Thursday, February 14, 2013

So the following communique came down the pipe...

" We’re riding from Homestead to Ohiopyle and back in May... We’ll ride out at 6am to Ohiopyle, grab lunch, and ride home. Dinner and celebratory beers at D’s. Join us and do all of it or some of it. It’ll be 0-135 miles. We plan to keep up a 15mph pace. No entry fee, no insurance, no waiver, no SAG wagon. Just a bike and a trail."

I am, shall we say, intrigued. These guys are planning on doing this ride out and back on the Great Allegheny Passage as a training ride for a longer event they're doing later this year.

I floated the test balloon idea past the DW, and she seemed amenable. Hmmmmm.

I have had the goal of riding a century for a while, but haven't committed the time and resources to complete one. 2012's long ride was a metric century at a pace of 12.38mph over a course that is much more rigorous than the GAP.

The GAP elevation chart indicates that the maximum grade is 1.5%.



For comparison, the elevation profile for the metric century I rode looked like this.

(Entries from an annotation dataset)
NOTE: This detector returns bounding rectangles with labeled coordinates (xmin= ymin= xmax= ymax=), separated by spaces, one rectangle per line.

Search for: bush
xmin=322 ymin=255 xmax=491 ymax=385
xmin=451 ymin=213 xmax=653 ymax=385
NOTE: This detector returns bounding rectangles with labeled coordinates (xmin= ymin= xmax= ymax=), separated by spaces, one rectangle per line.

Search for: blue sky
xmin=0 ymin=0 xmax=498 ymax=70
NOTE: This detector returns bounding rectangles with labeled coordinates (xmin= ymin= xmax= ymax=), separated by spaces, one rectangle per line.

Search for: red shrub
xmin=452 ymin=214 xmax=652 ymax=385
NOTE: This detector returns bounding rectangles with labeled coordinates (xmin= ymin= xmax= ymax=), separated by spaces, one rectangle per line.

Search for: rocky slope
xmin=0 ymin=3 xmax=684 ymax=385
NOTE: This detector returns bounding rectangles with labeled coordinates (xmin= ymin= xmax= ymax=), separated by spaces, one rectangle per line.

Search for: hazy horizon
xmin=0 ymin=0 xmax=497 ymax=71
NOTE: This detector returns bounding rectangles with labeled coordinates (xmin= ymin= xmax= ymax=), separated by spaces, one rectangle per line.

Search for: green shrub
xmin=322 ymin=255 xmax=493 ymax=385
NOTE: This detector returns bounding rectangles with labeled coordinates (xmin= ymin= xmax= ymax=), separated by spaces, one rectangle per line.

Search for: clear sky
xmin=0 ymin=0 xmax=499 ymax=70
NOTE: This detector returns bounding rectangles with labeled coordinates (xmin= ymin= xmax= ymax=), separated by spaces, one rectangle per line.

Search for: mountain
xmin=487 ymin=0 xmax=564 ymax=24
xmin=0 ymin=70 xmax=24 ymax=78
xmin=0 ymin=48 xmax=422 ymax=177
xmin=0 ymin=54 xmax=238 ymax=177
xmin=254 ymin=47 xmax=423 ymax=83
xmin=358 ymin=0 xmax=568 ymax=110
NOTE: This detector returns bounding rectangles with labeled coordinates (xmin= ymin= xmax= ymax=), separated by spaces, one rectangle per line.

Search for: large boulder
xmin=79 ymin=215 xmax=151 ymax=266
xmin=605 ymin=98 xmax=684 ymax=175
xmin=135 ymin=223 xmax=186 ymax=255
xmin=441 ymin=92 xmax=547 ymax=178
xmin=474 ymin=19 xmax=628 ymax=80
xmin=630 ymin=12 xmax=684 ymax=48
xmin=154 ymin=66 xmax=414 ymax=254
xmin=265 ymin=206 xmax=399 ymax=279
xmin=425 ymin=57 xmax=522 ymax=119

* **Actions to take**
- a) According to the cycling post, what maximum grade does the GAP elevation chart indicate?
- b) For each statement, decide whether the cycling post supports it, and quote the words that settle it: (i) The planned ride leaves at 6am. (ii) Riders must pay an entry fee. (iii) The writer's long ride in 2012 was a full century.

* **Results by task**
- a) 1.5%

- b)
(i) Yes: "We’ll ride out at 6am to Ohiopyle"
(ii) No: "No entry fee"
(iii) No: "2012's long ride was a metric century"